= Beginning of Section =
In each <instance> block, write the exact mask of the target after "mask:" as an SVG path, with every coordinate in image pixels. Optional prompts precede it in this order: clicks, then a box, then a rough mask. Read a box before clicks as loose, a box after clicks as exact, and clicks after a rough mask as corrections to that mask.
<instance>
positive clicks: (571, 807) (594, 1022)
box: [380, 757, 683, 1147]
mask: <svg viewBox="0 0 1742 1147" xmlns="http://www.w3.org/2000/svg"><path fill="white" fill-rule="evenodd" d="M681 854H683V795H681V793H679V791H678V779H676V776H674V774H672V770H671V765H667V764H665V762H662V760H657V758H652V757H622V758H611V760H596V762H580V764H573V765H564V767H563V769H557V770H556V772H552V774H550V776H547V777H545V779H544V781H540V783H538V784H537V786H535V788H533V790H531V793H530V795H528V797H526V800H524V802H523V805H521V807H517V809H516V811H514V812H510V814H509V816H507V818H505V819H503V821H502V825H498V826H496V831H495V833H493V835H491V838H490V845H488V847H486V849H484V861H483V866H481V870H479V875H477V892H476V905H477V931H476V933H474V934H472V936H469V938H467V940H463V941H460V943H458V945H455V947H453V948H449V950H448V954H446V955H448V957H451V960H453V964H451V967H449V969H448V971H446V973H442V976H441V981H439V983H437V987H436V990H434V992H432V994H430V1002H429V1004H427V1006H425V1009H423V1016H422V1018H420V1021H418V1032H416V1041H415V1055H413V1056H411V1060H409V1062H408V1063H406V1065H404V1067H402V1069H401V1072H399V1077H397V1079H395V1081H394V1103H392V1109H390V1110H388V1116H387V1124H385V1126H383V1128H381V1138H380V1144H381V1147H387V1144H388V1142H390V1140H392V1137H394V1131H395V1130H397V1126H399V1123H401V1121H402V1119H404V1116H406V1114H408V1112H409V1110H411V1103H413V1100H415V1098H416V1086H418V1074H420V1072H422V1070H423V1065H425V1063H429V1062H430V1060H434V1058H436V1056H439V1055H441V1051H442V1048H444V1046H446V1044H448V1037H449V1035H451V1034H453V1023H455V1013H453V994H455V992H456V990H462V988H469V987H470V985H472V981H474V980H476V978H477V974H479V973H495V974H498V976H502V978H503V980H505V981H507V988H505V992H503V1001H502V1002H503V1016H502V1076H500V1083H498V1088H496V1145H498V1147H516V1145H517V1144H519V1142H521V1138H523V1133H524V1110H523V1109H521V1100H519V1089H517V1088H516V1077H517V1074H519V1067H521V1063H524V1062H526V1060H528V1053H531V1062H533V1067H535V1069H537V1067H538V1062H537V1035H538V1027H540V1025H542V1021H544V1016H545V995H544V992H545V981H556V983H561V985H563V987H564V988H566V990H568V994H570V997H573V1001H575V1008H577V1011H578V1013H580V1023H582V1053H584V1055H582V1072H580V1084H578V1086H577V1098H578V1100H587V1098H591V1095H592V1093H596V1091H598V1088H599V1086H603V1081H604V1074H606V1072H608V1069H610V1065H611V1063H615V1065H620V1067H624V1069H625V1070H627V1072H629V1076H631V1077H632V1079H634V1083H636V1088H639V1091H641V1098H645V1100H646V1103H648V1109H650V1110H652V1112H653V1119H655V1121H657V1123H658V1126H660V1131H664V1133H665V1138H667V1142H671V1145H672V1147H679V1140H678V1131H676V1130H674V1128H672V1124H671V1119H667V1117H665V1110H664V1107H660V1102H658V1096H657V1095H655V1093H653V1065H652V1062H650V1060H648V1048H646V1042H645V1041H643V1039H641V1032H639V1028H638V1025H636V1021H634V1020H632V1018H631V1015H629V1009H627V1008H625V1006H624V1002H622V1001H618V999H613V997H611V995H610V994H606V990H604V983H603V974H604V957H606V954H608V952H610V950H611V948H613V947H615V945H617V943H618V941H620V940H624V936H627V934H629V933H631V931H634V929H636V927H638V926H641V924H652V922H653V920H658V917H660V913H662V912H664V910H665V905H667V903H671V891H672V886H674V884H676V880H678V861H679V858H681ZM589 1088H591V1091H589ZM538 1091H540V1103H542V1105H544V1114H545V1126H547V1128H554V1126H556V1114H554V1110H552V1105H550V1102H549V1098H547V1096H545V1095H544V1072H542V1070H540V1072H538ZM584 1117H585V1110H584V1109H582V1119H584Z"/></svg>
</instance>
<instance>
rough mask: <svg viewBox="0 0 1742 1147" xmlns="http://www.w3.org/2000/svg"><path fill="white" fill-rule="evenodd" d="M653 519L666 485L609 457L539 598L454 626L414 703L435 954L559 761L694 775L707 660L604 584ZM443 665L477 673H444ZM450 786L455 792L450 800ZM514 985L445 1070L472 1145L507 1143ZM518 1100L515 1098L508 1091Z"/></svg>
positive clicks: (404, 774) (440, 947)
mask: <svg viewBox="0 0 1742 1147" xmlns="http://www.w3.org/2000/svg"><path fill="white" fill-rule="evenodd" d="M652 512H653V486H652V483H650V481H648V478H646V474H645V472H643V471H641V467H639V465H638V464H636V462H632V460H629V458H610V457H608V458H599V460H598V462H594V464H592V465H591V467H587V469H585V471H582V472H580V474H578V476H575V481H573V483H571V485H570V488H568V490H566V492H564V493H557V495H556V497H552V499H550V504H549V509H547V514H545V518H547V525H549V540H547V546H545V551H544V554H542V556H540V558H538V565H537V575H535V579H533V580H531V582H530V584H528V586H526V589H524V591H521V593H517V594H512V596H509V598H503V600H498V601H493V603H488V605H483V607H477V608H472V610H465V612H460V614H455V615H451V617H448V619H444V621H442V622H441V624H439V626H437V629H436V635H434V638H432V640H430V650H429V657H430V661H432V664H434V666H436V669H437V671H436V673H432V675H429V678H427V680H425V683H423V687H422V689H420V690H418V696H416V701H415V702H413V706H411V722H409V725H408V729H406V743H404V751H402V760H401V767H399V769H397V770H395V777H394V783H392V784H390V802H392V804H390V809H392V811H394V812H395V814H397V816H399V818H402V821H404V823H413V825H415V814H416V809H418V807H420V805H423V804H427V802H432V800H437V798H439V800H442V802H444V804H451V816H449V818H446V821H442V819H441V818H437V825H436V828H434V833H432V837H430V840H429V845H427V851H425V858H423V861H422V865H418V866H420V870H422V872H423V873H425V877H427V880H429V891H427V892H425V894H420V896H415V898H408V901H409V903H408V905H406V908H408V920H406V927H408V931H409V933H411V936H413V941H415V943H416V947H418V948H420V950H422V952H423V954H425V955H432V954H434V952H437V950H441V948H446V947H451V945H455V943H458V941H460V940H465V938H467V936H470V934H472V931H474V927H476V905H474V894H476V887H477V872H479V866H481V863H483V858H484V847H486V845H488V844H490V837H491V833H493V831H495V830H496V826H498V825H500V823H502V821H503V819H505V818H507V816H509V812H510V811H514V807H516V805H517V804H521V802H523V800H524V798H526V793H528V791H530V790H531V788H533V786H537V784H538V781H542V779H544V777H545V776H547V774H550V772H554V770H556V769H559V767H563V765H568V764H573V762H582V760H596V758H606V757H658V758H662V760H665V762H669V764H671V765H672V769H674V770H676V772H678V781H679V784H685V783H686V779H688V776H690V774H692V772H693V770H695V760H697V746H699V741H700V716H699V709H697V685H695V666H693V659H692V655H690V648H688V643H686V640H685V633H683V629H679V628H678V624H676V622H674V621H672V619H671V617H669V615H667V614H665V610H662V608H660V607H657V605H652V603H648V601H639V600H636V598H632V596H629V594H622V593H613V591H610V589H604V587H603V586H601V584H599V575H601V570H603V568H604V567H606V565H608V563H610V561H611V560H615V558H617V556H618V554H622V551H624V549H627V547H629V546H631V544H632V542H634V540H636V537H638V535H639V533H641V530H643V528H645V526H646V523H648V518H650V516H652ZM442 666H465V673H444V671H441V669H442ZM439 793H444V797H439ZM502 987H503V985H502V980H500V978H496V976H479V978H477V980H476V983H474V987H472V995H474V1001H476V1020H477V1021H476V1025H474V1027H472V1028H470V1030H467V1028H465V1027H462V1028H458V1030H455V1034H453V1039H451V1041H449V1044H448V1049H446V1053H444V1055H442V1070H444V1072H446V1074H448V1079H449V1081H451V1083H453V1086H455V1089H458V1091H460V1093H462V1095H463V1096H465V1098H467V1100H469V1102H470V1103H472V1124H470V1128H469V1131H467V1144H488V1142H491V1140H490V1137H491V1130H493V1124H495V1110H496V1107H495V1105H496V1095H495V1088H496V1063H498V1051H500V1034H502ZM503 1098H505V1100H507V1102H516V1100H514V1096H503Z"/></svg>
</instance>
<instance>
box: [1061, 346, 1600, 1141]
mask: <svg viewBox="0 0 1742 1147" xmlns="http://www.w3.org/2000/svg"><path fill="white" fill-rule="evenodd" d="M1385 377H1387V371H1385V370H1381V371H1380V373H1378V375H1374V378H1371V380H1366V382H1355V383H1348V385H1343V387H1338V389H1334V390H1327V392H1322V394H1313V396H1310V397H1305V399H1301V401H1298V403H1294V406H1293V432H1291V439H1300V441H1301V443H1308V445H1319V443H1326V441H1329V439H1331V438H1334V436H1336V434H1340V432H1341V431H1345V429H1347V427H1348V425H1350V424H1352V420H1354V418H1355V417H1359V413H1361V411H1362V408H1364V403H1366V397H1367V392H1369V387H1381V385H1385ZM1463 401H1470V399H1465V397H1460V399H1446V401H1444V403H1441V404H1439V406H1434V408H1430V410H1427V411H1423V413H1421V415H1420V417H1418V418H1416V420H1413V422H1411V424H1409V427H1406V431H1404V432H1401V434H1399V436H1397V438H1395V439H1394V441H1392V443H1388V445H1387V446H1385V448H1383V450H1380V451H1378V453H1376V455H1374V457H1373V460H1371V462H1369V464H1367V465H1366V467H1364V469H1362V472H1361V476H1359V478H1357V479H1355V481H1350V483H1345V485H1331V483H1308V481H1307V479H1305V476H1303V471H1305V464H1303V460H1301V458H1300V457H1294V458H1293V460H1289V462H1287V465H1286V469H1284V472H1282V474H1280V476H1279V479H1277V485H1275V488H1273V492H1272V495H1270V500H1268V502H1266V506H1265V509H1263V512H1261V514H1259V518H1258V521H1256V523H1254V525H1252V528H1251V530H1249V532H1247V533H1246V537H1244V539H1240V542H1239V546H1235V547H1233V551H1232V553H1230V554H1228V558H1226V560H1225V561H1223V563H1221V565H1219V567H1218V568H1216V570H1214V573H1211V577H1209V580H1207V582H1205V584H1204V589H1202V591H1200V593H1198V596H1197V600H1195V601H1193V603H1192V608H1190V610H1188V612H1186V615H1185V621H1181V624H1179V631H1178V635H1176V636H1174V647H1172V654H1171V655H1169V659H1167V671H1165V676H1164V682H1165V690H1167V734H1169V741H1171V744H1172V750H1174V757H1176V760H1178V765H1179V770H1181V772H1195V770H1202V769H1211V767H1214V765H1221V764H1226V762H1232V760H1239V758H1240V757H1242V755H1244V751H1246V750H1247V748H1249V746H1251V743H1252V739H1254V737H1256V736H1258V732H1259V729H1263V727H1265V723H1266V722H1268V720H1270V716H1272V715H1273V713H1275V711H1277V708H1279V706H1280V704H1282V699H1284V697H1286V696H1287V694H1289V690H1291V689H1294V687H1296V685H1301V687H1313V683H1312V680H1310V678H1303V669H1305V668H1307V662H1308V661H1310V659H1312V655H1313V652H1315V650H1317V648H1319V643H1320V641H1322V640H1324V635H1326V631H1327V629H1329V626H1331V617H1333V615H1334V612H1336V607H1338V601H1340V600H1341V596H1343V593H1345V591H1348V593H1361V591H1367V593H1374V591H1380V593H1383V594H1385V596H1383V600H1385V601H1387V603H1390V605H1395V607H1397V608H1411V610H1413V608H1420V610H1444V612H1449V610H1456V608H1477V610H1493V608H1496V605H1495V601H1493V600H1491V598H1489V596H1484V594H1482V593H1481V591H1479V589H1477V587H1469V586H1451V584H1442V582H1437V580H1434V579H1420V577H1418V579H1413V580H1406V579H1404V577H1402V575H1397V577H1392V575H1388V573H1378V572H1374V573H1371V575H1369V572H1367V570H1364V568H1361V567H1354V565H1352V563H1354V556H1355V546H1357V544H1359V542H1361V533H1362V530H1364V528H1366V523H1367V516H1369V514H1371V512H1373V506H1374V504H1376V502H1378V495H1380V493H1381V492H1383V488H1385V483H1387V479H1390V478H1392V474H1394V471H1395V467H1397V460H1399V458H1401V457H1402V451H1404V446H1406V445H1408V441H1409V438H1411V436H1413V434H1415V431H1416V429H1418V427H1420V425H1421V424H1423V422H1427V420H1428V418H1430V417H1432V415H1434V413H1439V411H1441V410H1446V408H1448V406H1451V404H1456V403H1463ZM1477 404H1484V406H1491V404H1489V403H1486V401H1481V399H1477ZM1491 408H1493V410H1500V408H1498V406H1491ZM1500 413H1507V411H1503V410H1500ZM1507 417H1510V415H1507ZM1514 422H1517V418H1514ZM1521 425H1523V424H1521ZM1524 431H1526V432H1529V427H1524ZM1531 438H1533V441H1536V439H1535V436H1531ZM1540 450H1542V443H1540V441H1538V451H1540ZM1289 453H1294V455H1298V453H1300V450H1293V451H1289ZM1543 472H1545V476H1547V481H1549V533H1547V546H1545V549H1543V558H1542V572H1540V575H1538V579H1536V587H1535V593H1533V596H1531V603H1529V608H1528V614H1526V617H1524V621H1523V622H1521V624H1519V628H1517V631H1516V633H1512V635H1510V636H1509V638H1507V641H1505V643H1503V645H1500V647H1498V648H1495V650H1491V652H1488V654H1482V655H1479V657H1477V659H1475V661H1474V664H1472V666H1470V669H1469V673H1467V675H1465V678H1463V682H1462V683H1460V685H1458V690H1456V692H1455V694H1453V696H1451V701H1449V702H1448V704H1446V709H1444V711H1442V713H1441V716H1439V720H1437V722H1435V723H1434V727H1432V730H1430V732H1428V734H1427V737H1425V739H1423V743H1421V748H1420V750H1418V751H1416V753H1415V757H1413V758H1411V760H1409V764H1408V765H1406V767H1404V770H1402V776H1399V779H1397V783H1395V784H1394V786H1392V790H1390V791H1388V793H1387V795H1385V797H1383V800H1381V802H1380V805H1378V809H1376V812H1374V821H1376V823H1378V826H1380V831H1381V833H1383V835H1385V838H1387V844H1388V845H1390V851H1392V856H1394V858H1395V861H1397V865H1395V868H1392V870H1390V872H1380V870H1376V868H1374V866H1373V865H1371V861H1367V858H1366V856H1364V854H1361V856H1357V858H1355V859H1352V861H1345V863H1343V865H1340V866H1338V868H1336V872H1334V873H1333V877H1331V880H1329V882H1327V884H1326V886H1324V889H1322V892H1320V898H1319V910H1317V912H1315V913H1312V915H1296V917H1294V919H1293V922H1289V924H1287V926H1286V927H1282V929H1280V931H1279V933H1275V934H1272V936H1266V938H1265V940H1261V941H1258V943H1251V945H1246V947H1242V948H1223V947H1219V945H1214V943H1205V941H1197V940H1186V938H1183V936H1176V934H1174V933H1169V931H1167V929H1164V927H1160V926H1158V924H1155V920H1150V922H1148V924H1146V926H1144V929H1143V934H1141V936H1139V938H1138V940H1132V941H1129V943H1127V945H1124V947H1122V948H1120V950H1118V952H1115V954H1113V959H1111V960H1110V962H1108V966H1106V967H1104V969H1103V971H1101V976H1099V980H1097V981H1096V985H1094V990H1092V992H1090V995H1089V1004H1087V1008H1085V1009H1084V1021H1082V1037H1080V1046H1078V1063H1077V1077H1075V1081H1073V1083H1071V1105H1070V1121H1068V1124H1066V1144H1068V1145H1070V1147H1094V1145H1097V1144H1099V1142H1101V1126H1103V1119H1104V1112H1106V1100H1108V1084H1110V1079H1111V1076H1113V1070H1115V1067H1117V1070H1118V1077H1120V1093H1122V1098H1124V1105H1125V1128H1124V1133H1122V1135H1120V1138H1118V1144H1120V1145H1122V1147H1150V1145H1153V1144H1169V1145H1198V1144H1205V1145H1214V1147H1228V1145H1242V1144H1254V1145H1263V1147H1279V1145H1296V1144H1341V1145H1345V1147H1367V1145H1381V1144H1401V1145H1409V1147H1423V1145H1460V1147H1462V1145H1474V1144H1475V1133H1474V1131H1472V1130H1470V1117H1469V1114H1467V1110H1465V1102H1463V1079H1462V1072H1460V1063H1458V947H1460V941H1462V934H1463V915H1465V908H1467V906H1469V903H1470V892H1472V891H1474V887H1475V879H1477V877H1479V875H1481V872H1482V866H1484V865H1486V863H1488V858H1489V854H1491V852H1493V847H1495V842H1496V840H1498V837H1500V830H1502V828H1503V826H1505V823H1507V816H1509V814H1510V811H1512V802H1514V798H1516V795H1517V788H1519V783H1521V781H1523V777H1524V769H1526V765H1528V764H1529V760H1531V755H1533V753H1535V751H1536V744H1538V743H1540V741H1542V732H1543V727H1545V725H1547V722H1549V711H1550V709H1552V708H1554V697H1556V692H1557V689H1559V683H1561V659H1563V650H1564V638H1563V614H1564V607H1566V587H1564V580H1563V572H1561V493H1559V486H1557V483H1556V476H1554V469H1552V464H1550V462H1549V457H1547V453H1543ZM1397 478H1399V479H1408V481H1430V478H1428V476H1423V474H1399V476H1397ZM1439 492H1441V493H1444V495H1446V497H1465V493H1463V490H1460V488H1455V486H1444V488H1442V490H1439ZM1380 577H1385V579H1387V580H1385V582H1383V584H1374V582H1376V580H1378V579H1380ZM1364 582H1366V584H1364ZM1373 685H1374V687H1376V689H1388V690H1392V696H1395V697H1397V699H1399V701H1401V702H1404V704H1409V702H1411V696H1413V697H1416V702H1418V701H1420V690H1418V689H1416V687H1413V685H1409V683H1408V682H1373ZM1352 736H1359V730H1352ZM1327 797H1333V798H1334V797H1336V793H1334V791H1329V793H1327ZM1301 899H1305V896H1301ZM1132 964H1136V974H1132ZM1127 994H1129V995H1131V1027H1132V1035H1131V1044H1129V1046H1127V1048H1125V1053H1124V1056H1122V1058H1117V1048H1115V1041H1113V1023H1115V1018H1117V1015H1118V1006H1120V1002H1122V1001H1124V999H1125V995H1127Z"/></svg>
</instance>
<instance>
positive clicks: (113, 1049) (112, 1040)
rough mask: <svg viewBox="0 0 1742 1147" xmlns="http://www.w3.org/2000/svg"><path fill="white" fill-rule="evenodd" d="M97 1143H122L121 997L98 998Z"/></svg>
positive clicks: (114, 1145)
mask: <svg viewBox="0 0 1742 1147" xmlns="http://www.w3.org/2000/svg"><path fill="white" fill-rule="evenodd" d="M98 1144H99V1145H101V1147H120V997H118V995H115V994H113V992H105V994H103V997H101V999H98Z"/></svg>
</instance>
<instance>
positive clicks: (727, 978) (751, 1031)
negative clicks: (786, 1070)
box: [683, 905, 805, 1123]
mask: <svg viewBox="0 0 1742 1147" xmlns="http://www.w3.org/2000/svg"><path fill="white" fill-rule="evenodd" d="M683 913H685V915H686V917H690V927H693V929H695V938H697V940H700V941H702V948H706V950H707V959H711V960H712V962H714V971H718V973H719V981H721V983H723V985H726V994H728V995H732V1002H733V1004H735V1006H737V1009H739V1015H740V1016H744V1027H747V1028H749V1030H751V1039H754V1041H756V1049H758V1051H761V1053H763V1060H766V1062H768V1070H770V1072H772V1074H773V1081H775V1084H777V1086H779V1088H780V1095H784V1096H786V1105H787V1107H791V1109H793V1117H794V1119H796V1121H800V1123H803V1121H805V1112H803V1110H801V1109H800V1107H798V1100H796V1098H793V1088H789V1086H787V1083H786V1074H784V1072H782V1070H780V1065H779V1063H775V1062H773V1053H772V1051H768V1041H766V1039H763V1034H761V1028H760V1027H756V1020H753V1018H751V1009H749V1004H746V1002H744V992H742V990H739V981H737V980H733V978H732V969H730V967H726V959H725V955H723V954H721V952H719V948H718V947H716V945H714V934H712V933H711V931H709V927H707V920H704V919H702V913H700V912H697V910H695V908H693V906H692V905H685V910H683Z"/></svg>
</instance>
= End of Section =
### TASK TO CARRY OUT
In these entries, some lines may contain the string "positive". Give the number of such lines and nothing more.

### EXERCISE RESPONSE
5